Relevez, s'il vous plaît, tous les animaux que Charles Hedrich a vus de ses yeux pendant son expédition, d'après le texte sur l'Arctique à la rame.

[Texte sélectionné]

Les frissons de l'Arctique à la rame

Par Figaro Nautisme

Après 50 jours d'expédition, Charles Hedrich a passé la frontière entre l'Alaska et le Canada. Il souhaite devenir le premier rameur à franchir le passage du Nord-Ouest et doit pour cela arriver au Groenland avant le retour des glaces à l'automne

Difficile de passer à côté du moral d'acier de Charles Hedrich, toujours enthousiaste et souriant lorsqu'il raconte ses aventures. Mais au détour d'une phrase, il concède ses difficultés sur une côte inhospitalière à la météo imprévisible. Il l'assure, son été dans les glaces lui a réservé de belles surprises, mais pas sans frissons.

 

Chair de poule en Arctique

 

L'avantage de la rame, c'est que l'embarcation silencieuse n'effraie pas les habitants sauvages des lieux. Charles Hedrich a déjà croisé des troupeaux de rennes, des orques, des bélougas... "C'est hallucinant tout ce qu'on peut voir ! se réjouit le rameur. En voilier, on est davantage pris par le fonctionnement du navire." Le rameur offre également l'opportunité d'effleurer l'eau, à hauteur des mammifères en baignade."Je me souviens d'une rencontre marquante, un jour où la mer était d'huile, nous confie-t-il. Tout était paisible lorsque soudain, une baleine est sortie de l'eau, la tête en l'air, à toucher le bateau. Etait-ce de la curiosité ?" Charles Hedrich se rappelle qu'il pouvait sentir le souffle de ces géantes qui l'entouraient de si près. "Les animaux viennent vers moi, explique-t-il. J'ai ainsi croisé deux énormes morses sur leur bout de glace. Ils me regardaient passer, tranquillement." Un peu plus loin, dans les lagunes, le rameur a également fait face à l'une de ses rares peurs: l'ours blanc. "J'évoluais dans une passe de 80 kilomètres de long avec quelques centimètres de chaque côté du rameur, une seule entrée et une seule sortie, sans beaucoup de visibilité" explique-t-il. Mais à l'unique sortie, une quinzaine d'ours blancs faisaient le guet de chaque côté de la passe. "Je crois qu'il y a beaucoup de phoques qui passent par là ! " Heureusement, les immenses prédateurs ont préféré attendre leurs proies habituelles.

[/Texte sélectionné]
[Données enregistrées]

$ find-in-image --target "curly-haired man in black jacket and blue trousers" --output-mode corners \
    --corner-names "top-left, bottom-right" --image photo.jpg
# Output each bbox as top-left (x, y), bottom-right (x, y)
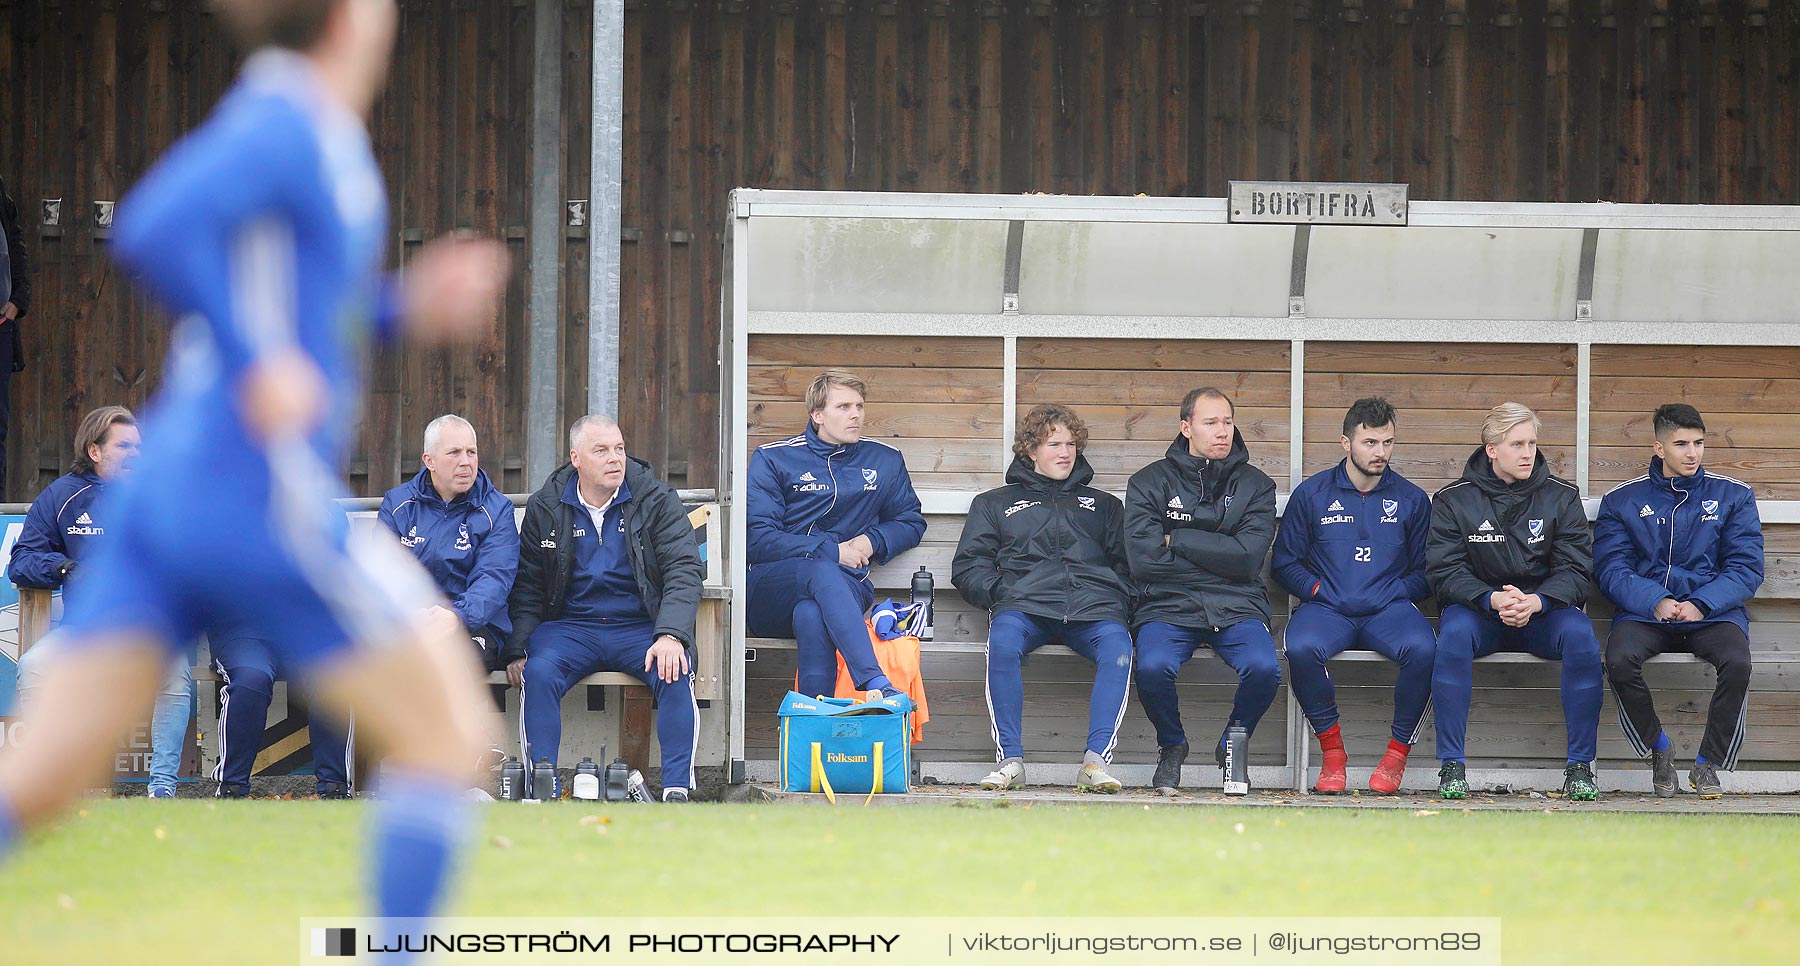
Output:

[/Données enregistrées]

### Résultat
- des rennes
- des orques
- des bélougas
- des baleines
- deux morses
- des ours blancs